Do this: Rewrite only the records below running from the line with "of the cloud" up to and including the line with "<point>169,136</point>". Shift every coordinate in the answers by -93.

─── Given records

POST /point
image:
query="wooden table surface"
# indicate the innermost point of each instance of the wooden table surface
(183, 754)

──────
─── Given records

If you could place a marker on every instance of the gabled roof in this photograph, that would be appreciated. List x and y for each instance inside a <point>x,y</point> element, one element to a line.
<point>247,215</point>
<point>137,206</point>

──────
─── Given records

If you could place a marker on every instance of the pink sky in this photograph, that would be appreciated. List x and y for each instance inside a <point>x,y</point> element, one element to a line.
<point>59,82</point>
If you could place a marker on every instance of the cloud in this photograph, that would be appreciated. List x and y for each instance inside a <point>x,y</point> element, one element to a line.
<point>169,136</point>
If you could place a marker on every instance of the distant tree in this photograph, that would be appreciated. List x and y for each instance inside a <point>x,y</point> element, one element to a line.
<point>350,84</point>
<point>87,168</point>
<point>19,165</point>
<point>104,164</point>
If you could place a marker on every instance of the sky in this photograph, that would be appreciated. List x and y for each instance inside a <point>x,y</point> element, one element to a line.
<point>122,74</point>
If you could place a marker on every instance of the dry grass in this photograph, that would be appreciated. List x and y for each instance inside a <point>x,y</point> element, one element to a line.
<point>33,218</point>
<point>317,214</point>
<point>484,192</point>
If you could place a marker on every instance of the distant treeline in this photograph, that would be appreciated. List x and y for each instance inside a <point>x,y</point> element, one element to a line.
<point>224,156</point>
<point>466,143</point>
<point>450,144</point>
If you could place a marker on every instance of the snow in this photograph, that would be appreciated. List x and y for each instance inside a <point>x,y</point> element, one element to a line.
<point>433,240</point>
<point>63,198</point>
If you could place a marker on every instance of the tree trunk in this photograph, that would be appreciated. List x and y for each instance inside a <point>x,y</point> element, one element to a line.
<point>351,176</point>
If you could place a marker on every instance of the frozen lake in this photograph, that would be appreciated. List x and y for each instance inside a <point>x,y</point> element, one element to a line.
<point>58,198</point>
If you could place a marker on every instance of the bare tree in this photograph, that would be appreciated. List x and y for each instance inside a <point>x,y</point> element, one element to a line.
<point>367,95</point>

──────

Solution to this task:
If you could place a marker on every instance of the cloud in this photograph, that would be appreciated. List x and y for each instance inside a <point>x,y</point> element, one element to a line.
<point>76,43</point>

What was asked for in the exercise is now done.